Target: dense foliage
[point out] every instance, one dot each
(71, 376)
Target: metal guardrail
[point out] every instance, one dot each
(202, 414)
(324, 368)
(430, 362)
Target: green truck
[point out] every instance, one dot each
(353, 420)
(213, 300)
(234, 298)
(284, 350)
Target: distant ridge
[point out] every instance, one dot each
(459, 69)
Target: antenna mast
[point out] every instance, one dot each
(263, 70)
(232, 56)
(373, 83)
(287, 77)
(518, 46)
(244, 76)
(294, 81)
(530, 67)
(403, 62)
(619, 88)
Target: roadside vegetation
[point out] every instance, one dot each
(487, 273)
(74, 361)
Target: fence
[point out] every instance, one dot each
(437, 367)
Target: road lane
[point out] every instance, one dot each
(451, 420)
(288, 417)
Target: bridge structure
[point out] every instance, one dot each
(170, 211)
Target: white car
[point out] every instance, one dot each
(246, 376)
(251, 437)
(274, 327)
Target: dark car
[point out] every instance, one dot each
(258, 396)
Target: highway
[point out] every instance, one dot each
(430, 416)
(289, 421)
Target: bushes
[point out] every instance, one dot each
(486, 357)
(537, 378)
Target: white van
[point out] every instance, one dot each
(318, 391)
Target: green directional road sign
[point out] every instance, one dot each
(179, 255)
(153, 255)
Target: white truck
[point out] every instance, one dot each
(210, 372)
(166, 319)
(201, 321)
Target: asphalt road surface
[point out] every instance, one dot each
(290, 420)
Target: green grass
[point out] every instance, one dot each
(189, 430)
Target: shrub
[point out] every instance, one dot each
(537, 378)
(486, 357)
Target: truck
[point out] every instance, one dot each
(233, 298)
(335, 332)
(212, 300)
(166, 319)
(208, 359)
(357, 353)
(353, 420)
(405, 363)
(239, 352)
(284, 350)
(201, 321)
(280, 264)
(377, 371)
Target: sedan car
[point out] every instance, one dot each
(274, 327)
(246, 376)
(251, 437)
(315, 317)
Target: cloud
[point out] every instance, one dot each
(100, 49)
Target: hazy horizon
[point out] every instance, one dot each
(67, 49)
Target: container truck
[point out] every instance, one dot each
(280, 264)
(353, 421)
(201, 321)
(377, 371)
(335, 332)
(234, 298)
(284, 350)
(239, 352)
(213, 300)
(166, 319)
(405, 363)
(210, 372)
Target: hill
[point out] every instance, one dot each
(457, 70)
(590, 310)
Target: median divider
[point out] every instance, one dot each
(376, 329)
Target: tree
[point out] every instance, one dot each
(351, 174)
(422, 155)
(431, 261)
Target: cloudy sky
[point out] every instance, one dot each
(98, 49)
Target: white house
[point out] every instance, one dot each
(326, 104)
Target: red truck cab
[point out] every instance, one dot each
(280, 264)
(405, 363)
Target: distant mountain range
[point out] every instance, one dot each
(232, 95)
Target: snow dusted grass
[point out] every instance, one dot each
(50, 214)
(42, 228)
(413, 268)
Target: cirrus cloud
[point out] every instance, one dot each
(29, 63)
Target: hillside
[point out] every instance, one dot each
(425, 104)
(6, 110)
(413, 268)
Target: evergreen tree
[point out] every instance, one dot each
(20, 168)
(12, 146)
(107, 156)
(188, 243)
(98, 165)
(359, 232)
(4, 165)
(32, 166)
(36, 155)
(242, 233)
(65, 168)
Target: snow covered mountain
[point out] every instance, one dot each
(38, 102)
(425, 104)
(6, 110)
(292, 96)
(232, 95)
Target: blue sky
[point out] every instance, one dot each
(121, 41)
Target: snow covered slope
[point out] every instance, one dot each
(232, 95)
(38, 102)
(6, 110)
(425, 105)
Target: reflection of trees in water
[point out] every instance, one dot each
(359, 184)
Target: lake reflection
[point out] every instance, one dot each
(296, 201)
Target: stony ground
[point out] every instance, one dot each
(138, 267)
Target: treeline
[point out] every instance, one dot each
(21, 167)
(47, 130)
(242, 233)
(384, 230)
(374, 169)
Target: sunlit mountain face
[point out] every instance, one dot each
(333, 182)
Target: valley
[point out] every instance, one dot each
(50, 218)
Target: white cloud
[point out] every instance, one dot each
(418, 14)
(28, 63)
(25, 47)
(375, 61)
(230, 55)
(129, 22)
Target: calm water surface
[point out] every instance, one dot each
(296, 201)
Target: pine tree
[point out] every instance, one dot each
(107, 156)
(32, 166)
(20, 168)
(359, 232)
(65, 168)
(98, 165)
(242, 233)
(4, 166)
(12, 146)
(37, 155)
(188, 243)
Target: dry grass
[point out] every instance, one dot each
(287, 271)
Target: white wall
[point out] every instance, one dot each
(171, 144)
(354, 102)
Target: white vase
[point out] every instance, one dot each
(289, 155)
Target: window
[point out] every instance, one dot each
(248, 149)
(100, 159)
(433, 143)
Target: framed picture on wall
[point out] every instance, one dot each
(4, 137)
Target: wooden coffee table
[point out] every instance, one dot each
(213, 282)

-------------------------

● Exercise
Transcribe the listing exactly, starting at the line with "Target: pine tree" and continuing through the end of the listing, both ends included.

● Written answer
Target: pine tree
[point out] every instance, one dot each
(107, 156)
(32, 166)
(20, 168)
(359, 232)
(65, 168)
(98, 165)
(242, 233)
(4, 166)
(12, 146)
(37, 155)
(188, 243)
Target: dry grass
[point out] every instance, one dot each
(287, 271)
Target: white wall
[point out] every instance, one dot each
(171, 144)
(354, 102)
Target: white vase
[point out] every instance, one dot each
(289, 155)
Target: window
[point out] every instance, one dot each
(248, 149)
(100, 159)
(433, 143)
Target: framed picture on wall
[point out] every instance, one dot each
(4, 137)
Target: wooden coffee table
[point out] every instance, one dot each
(213, 282)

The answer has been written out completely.